What to do – Could you put each line of the material below into a JSON list of strings, one string per line, with blank lines skipped? Leave the pictures out.

Data to use –
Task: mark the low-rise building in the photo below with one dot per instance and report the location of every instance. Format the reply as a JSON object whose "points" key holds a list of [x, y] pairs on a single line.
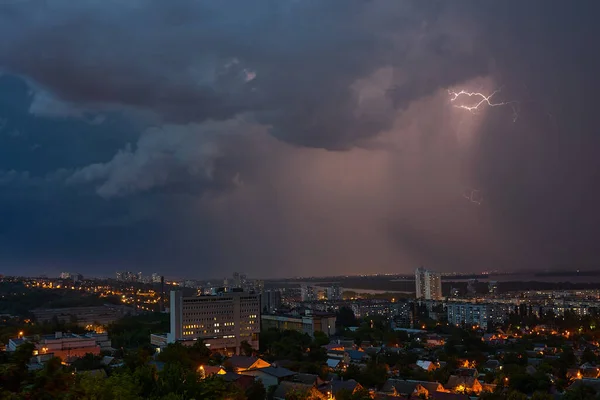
{"points": [[309, 323], [222, 321]]}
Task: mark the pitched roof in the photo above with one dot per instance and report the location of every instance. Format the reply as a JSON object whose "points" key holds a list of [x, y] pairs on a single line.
{"points": [[424, 364], [107, 360], [401, 386], [447, 396], [333, 363], [356, 354], [456, 380], [430, 386], [243, 361], [212, 369], [336, 386], [284, 387], [307, 379]]}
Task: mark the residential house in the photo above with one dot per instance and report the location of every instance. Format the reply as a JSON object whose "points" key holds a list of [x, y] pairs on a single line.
{"points": [[434, 341], [210, 370], [426, 365], [270, 376], [285, 388], [332, 388], [448, 396], [462, 384], [355, 356], [492, 365], [243, 363], [467, 372], [401, 387], [241, 381]]}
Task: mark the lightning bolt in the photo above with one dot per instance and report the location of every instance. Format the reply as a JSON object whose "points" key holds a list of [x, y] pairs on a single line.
{"points": [[481, 100]]}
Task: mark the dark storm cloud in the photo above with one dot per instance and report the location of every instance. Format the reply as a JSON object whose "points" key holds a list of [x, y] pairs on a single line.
{"points": [[215, 181], [291, 62]]}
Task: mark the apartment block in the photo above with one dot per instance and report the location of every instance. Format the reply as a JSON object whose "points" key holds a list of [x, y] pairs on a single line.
{"points": [[428, 284], [222, 321]]}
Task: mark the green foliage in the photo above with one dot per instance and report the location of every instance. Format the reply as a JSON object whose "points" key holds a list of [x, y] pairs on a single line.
{"points": [[256, 391], [190, 357], [288, 344], [321, 338], [581, 392], [346, 394], [246, 348], [542, 396]]}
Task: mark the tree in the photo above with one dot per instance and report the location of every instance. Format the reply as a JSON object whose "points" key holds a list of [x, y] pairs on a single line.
{"points": [[542, 396], [514, 395], [581, 392], [347, 394], [320, 338], [588, 356], [246, 348], [256, 391]]}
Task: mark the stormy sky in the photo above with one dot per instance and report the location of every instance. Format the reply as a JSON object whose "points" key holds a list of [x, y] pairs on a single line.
{"points": [[298, 137]]}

Output of the exercise –
[
  "Task: mark the low-rise building in the photo below with one dot per instance and report the location of every instance. Format the reply as a JSON object whose \"points\" key holds a list of [x, y] pairs on a single line.",
  "{\"points\": [[309, 323], [222, 321]]}",
  "Task: mark the pitched roof in the photo above with one dot per instance and report the location of every instance. Format the reply as a JSON object whose \"points\" key holds a list of [x, y] pairs on a single line.",
  "{\"points\": [[424, 364], [107, 360], [401, 386], [447, 396], [333, 363], [356, 354], [456, 380], [430, 386], [243, 361], [212, 369], [336, 386], [284, 387], [307, 379]]}",
  "Task: mark the residential house in the photo above with one dot per instance and report the location of every instance. Format the reply as a JSON object whose \"points\" key holds a list of [x, y] pairs on a single line.",
  "{\"points\": [[434, 341], [210, 370], [426, 365], [270, 376], [285, 388], [332, 388], [448, 396], [462, 384], [355, 356], [492, 365], [243, 363], [467, 372], [401, 387], [241, 381]]}",
  "Task: mark the lightning bolt in the photo above with one dot per instance and report the location of every instance. Format the reply as a JSON object whose \"points\" key holds a list of [x, y] pairs on a single line.",
  "{\"points\": [[481, 100]]}",
  "Task: mark the dark storm cloud in the photo above with one dot per instance and report the location of every instance. Format the reply as a JSON object whose \"points\" key holds a list of [x, y] pairs on a single line.",
  "{\"points\": [[215, 181], [291, 62]]}",
  "Task: mark the apartment block in the photo above with one dot per instance and report the location of every instance. Format the reply as a JSON object whose \"points\" key holds a list of [x, y] pairs on a single line.",
  "{\"points\": [[428, 284], [222, 321]]}",
  "Task: mark the green foliage in the photo above with one dot per instance and report the location of every instance. Format the reply as a JSON object whose \"points\" key holds a list of [x, y] pairs on a single line.",
  "{\"points\": [[256, 391], [190, 357], [288, 344], [321, 338], [581, 392], [346, 394], [246, 348], [542, 396]]}",
  "Task: mark the tree in the photo above with one dot per instance and report the location of every instance. Format the reply as a JSON object whose \"points\" key holds a list of [x, y] pairs on a single line.",
  "{\"points\": [[542, 396], [514, 395], [581, 392], [347, 394], [320, 338], [588, 356], [246, 348], [256, 391]]}",
  "Task: mark the stormy sky in the photo above with one dot per instance and report the location of every instance. Format the reply as a JSON object whose \"points\" key holds a list of [x, y] pairs on a single line.",
  "{\"points\": [[298, 137]]}"
]